* Items from a data source:
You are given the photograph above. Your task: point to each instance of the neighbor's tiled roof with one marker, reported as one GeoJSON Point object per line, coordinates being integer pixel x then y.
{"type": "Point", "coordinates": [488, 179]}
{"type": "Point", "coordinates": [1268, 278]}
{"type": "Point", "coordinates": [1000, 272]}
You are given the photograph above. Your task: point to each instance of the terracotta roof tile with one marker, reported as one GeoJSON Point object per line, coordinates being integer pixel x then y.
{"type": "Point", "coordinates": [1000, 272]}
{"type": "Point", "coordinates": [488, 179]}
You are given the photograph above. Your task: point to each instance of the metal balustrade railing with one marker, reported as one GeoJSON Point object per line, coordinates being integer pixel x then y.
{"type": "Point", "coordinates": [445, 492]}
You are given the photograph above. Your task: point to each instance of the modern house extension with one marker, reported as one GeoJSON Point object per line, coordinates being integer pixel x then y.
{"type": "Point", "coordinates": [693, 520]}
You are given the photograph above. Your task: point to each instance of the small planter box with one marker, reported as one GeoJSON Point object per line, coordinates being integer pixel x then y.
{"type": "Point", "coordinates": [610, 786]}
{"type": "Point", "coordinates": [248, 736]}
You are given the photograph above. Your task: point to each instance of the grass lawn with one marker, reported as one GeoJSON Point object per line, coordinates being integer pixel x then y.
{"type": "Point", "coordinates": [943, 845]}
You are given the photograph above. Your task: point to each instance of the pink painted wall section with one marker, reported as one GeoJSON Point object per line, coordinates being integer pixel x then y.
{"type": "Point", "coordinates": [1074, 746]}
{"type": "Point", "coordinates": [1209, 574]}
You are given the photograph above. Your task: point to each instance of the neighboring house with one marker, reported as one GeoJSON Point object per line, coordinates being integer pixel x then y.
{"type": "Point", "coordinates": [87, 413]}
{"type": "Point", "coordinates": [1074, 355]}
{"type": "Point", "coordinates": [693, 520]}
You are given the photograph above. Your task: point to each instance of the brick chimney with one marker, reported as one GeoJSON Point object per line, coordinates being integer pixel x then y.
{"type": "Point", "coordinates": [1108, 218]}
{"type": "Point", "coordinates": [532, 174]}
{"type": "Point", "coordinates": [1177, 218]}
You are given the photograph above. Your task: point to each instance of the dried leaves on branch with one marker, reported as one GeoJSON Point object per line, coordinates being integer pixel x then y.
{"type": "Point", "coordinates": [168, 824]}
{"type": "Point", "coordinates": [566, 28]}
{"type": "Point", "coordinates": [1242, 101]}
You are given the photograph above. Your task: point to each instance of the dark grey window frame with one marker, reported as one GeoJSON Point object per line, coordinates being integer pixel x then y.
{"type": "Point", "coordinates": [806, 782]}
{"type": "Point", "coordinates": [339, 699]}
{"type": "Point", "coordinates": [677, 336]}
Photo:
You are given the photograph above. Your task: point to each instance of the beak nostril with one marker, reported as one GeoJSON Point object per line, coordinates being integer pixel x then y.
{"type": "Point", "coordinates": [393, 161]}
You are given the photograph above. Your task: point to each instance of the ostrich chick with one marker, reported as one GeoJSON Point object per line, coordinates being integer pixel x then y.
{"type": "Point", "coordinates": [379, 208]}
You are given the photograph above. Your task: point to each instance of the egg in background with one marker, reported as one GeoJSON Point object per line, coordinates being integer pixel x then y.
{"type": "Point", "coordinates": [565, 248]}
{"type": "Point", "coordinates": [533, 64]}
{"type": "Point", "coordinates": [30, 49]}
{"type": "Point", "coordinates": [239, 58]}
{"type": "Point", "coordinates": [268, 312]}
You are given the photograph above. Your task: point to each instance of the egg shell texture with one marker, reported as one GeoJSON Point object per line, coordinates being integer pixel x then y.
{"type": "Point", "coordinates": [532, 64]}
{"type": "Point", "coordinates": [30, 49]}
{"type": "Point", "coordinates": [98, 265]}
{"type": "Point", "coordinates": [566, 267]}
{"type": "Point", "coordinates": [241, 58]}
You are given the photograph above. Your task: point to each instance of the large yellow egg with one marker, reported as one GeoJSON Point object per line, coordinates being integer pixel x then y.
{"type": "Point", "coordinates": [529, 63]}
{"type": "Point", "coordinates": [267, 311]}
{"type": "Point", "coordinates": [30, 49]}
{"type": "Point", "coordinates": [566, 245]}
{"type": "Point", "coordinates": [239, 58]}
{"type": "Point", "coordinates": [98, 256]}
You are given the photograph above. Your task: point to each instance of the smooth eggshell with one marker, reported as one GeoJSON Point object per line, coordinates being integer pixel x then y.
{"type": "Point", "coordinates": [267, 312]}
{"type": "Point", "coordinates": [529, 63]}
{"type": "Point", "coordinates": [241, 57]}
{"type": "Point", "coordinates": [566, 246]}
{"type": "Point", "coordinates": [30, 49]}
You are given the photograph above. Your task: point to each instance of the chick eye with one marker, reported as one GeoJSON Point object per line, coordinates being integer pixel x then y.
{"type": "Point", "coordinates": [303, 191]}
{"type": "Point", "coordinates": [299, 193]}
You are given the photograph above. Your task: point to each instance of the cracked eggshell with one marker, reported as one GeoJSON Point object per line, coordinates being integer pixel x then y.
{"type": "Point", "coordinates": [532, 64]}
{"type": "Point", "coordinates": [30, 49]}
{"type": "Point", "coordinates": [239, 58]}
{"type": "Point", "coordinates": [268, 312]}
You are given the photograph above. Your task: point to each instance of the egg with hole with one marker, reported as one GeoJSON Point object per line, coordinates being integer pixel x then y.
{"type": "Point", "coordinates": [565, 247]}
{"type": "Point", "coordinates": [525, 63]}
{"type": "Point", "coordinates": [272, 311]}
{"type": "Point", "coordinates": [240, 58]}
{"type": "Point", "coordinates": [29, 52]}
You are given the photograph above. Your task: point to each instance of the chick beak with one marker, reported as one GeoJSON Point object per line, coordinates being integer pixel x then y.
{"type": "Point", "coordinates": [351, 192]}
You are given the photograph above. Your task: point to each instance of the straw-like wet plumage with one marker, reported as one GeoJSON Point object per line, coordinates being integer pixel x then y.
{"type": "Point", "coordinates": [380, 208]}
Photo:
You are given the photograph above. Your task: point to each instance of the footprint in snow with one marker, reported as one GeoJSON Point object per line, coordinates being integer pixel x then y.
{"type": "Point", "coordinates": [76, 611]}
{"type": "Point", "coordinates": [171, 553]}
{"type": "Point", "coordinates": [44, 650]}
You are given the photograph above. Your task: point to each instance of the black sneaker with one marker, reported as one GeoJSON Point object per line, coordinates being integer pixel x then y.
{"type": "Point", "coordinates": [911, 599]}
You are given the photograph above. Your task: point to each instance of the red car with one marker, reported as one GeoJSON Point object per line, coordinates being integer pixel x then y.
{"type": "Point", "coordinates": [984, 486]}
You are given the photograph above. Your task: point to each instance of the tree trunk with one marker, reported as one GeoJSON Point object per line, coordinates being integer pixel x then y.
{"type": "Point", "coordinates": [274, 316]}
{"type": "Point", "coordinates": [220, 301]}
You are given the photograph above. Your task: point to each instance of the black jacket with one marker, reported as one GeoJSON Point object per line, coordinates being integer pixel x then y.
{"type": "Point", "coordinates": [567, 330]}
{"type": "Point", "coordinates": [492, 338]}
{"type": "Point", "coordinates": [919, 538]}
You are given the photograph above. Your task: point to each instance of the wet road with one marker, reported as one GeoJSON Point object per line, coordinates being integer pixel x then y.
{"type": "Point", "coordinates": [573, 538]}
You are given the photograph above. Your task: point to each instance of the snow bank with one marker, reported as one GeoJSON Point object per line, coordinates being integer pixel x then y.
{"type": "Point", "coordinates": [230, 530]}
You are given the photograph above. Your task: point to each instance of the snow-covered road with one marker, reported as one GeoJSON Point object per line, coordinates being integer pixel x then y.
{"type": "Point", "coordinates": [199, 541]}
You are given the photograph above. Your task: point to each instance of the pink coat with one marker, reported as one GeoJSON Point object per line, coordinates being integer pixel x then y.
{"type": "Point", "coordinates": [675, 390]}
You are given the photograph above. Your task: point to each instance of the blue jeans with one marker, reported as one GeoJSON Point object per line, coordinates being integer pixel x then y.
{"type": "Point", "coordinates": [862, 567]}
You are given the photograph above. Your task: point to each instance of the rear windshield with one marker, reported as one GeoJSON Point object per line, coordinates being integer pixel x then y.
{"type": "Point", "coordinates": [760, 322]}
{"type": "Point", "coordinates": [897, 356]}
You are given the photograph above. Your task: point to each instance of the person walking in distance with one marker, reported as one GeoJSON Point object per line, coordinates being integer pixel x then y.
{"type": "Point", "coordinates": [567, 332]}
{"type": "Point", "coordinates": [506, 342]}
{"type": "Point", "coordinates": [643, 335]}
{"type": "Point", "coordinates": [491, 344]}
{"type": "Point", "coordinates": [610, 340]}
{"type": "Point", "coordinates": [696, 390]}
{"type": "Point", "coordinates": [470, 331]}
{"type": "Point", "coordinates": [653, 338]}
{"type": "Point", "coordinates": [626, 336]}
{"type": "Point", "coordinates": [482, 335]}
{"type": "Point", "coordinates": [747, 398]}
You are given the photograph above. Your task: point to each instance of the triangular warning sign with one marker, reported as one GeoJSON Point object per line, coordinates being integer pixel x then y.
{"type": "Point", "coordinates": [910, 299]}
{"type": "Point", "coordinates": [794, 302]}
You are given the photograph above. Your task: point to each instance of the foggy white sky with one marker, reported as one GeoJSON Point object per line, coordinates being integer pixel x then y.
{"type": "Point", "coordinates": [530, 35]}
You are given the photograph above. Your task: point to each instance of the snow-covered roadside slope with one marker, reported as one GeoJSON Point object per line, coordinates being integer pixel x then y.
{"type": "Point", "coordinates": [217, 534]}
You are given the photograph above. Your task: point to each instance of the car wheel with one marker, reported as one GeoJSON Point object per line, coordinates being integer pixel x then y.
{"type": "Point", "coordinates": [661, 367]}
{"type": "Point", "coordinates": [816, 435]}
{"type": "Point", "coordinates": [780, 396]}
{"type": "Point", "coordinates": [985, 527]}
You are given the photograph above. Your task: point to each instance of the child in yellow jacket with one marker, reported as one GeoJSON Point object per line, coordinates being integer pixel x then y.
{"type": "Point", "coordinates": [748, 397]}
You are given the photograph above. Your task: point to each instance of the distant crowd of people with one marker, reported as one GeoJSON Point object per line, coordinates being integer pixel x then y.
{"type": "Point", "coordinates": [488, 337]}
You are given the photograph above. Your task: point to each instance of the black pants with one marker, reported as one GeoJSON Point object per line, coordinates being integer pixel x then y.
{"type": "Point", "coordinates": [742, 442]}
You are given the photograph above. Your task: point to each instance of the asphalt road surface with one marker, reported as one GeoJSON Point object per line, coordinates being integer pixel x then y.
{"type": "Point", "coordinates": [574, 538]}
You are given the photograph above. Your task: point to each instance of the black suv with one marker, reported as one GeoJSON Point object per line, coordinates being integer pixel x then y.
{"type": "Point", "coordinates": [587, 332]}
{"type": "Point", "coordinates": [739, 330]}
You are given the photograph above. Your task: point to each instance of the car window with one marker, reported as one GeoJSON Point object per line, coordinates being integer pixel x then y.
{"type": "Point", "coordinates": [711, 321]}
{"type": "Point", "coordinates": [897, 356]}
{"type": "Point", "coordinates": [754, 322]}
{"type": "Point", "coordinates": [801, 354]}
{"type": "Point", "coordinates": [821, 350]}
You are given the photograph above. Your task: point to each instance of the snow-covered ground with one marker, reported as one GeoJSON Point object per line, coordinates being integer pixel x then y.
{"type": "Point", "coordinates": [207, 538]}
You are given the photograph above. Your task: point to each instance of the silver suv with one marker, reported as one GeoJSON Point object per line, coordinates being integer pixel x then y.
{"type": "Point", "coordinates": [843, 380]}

* Directive: Every line from the one containing "of the distant" through the end of the entries above must be echoed exactly, with both ends kept.

* Full answer:
You are given the photograph above. Your task: point to each instance of the distant crowd of people with one marker, reported as one GeoJSON Point object per line, coordinates being integer pixel x then y.
{"type": "Point", "coordinates": [488, 337]}
You are given the photograph above. Your task: point to each instance of the black pants with one marker, reported as one GeoJSON Point object per line, coordinates being integer pixel x then y.
{"type": "Point", "coordinates": [742, 442]}
You are given the photograph above. Your task: point to each instance of the asphalt road surface with one marker, reported as one GeoJSON Point object per line, coordinates being integer pixel x then y.
{"type": "Point", "coordinates": [574, 538]}
You are given the photograph above. Your task: point to each instance of the black suv with one marker, reported as one GeoJSON Point object per line, coordinates being integer pixel x then y.
{"type": "Point", "coordinates": [587, 332]}
{"type": "Point", "coordinates": [739, 330]}
You are given the photograph above. Your task: point to each instance of the car window with one marker, reported as one GeoJSON Point object per line, coordinates being integer pixel x then y.
{"type": "Point", "coordinates": [711, 321]}
{"type": "Point", "coordinates": [897, 356]}
{"type": "Point", "coordinates": [754, 322]}
{"type": "Point", "coordinates": [801, 354]}
{"type": "Point", "coordinates": [821, 350]}
You are given the photograph above. Your task: point to each instance of the snow-covered ground with one marker, reported as one GeoJSON Point object per line, coordinates being integer pixel x then y.
{"type": "Point", "coordinates": [207, 538]}
You are given the photograph above. Your task: point to each instance of the silver suv with one marker, reported as one GeoJSON Point object per line, coordinates being integer pixel x then y.
{"type": "Point", "coordinates": [843, 380]}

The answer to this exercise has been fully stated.